▸ **LISTED RECORDS**
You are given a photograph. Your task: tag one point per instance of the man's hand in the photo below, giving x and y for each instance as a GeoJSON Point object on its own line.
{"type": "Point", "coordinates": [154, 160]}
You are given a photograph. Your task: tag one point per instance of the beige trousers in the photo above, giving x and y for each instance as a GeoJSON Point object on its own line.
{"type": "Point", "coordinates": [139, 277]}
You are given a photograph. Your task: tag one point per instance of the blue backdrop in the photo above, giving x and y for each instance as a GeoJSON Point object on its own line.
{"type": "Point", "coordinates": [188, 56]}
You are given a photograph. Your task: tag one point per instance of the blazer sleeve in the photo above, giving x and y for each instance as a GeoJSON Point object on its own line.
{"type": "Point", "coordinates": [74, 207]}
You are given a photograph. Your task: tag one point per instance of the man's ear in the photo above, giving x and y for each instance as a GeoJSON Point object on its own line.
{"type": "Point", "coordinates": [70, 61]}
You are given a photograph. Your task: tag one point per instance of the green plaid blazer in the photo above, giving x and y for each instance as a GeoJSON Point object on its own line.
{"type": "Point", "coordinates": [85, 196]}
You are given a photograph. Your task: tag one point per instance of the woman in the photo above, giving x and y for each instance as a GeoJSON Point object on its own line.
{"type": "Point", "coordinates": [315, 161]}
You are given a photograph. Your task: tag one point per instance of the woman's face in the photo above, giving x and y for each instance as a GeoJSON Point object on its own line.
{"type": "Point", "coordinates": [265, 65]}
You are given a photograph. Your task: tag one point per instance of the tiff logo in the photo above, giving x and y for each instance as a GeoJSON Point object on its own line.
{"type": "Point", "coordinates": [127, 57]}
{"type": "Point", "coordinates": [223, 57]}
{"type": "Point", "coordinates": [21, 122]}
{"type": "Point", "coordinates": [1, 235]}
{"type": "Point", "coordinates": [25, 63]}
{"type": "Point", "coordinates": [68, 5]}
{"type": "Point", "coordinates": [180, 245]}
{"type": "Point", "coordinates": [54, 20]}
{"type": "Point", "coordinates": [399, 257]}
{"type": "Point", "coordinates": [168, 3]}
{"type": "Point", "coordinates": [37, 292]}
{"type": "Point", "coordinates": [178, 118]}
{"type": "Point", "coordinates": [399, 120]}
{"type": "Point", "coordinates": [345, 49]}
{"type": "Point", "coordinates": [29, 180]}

▸ **THE TASK**
Would you transcribe the entries above exactly as they appear?

▸ **YOUR RESPONSE**
You are given a photograph. Your task: tag one point per instance of the man's hand in the photo below, giving x and y for each instance as a GeoJSON Point object on its own line.
{"type": "Point", "coordinates": [154, 160]}
You are given a photograph. Your task: tag one point per instance of the beige trousers in the photo above, giving x and y for each instance as a GeoJSON Point object on its own line.
{"type": "Point", "coordinates": [139, 277]}
You are given a photograph. Your task: tag one point per instance of the blue backdrop in the photo above, giving x and y for each instance as a GeoJSON Point object on its own line.
{"type": "Point", "coordinates": [188, 56]}
You are given a photograph. Your task: tag one point per instance of the blazer sleeve in the photo above, giving x and y for each instance as a GeoJSON Point object on its own line.
{"type": "Point", "coordinates": [74, 207]}
You are given a photograph. Your task: tag one point per instance of the man's ear in the photo above, giving x and y for each instance as a GeoJSON Point object on its own line.
{"type": "Point", "coordinates": [70, 61]}
You are given a photograph. Your task: tag one point per instance of the green plaid blazer in the photo above, giving x and y for each instance as a GeoJSON Point object on its own line.
{"type": "Point", "coordinates": [85, 196]}
You are given a photograph. Your task: tag one point per instance of the woman in the photo above, giving x and y for each instance as a GeoJSON Point object on its own line.
{"type": "Point", "coordinates": [315, 161]}
You are given a photograph. Your task: tag one point per instance of the woman's face in the photo above, giving x and y for each instance as a GeoJSON Point object on its own line.
{"type": "Point", "coordinates": [265, 65]}
You are given a photograph. Your task: tag one point per instance of the tiff logo in the photo above, giving x and y for each instance as a GeoJSON Point object on its own line.
{"type": "Point", "coordinates": [127, 57]}
{"type": "Point", "coordinates": [223, 57]}
{"type": "Point", "coordinates": [21, 122]}
{"type": "Point", "coordinates": [1, 235]}
{"type": "Point", "coordinates": [25, 63]}
{"type": "Point", "coordinates": [68, 5]}
{"type": "Point", "coordinates": [180, 245]}
{"type": "Point", "coordinates": [54, 20]}
{"type": "Point", "coordinates": [399, 257]}
{"type": "Point", "coordinates": [168, 3]}
{"type": "Point", "coordinates": [37, 292]}
{"type": "Point", "coordinates": [178, 118]}
{"type": "Point", "coordinates": [399, 120]}
{"type": "Point", "coordinates": [345, 49]}
{"type": "Point", "coordinates": [29, 180]}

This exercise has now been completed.